§ Document section:
____________________

Optus, Vodafone seal 3G network sharing deal

Optus and Vodafone have signed an agreement today to create an AU$700 million alliance to share 3G network sites and radio infrastructure across Australia.

Following a heads of agreement announced in August, Optus and Vodafone said they were the first mobile operators in Australia to finalise an agreement to build and operate a joint national 3G radio network, sharing more than 2,000 base stations nationally.

The move underlines the increasing competitiveness of the 3G market, with Hutchison already operating a service and Telstra planning to have its network up and running by July 2005.

The telecommunications heavyweight is finalising an agreement to share Hutchison's network in an AU$450 million deal.

Allen Lew, managing director, Optus Mobile said the Optus-Vodafone agreement was expected to significantly reduce network cost.

"By bringing together the resources of the Optus and Vodafone teams, we are able to share the costs of the network enabling us to roll out faster and deliver efficiencies to both our businesses," he said.

Lew added they are planning to launch the network in the third quarter of 2005. He also announced that they have already finalised the radio plan and has started constructing the network.

Grahame Maher, the chief executive officer of Vodafone Australia said both companies will roll out a network of 3G sites, initially in Sydney, Melbourne and Canberra followed by Brisbane, Perth, Adelaide and other regions.

Maher added that the joint venture will "minimise community and environmental impacts" since they will be re-using existing sites from the combined pool of existing Optus and Vodafone 2G sites. Maher said only 20 percent of the 2,000 base stations will be new, decreasing the number of greenfield sites required.

Andrew Smith has been appointed as chief operating officer to lead the newly created joint venture executive team. Smith will be stepping down from his current position of director for mobile networks at Optus.

The agreement to share network infrastructure encompasses both co-located sites and shared network sites. The network installed on shared sites is to be held through an unincorporated joint venture between the parties.

A co-located site is where Optus and Vodafone share a single set of 3G antennas and feeders and co-locate the two carriers' 3G base stations in a single equipment shelter. This type of site will be deployed in the inner areas of Sydney and Melbourne.

Shared network sites use a single set of 3G antennas and feeders and share a 3G base station.

Lew announced that both Optus and Vodafone will each own a 50 percent interest in the assets, have access to 50 percent of the capacity and share the cost of building and operating the network.

He added that both carriers will need AU$300 to AU$350 million each for a 50 percent share for the joint venture, which will amount to around AU$600 million to AU$700 million.

____________________

[Items from a dataset]

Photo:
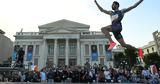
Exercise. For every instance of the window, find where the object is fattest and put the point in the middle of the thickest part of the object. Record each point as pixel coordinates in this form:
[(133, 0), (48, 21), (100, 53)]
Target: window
[(102, 61), (147, 50), (72, 49), (100, 49), (24, 47), (49, 62), (50, 49), (152, 49), (86, 49), (72, 62), (37, 50), (35, 61), (61, 49)]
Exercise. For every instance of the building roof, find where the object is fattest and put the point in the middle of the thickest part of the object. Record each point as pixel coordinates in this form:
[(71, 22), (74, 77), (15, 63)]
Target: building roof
[(2, 32), (64, 24)]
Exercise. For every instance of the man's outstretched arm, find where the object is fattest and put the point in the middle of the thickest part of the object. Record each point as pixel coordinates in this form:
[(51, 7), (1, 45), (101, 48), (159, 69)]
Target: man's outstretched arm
[(132, 7), (101, 9)]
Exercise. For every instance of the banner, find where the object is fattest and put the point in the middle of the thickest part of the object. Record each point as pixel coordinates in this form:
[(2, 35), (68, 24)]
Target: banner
[(14, 56), (29, 52), (94, 53), (108, 53)]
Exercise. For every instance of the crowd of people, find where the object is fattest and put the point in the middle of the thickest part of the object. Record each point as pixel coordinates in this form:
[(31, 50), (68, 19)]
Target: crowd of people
[(83, 74)]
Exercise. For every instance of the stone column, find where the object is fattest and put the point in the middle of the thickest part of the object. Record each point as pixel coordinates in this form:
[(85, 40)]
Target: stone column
[(78, 52), (90, 58), (66, 53), (55, 52), (82, 54), (43, 55)]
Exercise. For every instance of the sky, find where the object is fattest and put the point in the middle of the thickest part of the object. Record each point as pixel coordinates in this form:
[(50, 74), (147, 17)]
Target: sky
[(138, 24)]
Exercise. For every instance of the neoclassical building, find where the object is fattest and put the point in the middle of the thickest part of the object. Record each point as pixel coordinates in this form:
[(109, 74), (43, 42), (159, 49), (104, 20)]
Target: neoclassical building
[(63, 42)]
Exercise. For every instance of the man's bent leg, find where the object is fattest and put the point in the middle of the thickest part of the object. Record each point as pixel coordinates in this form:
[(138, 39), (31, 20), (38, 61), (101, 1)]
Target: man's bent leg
[(106, 30), (128, 46)]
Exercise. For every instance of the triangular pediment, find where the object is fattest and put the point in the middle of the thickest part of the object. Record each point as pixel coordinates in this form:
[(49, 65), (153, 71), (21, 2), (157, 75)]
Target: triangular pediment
[(60, 30), (64, 26)]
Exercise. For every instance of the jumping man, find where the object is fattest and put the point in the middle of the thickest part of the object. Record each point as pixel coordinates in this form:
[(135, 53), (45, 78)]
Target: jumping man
[(116, 26)]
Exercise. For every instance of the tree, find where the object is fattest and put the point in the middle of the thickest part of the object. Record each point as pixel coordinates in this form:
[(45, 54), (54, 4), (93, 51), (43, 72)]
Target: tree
[(118, 57), (131, 57), (151, 59)]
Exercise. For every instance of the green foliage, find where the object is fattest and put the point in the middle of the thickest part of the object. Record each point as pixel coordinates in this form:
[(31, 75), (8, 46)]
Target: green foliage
[(151, 59), (131, 57), (128, 56)]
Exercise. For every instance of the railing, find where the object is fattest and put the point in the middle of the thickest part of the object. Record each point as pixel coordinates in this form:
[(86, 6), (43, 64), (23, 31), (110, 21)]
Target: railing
[(91, 33), (27, 33)]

____________________

§ Parts of the exercise:
[A] List every city that the article on the Optus-Vodafone 3G deal names as a place where the companies will roll out 3G sites.
[B] Summarize the article on the Optus-Vodafone 3G deal in two sentences.

§ Outputs by task:
[A] Sydney, Melbourne, Canberra, Brisbane, Perth, Adelaide

[B] Optus and Vodafone have signed an AU$700 million agreement to build and operate a joint national 3G radio network, sharing more than 2,000 base stations across Australia. Each carrier will own a 50 percent interest in the assets and share the cost of building and operating the network, which they plan to launch in the third quarter of 2005.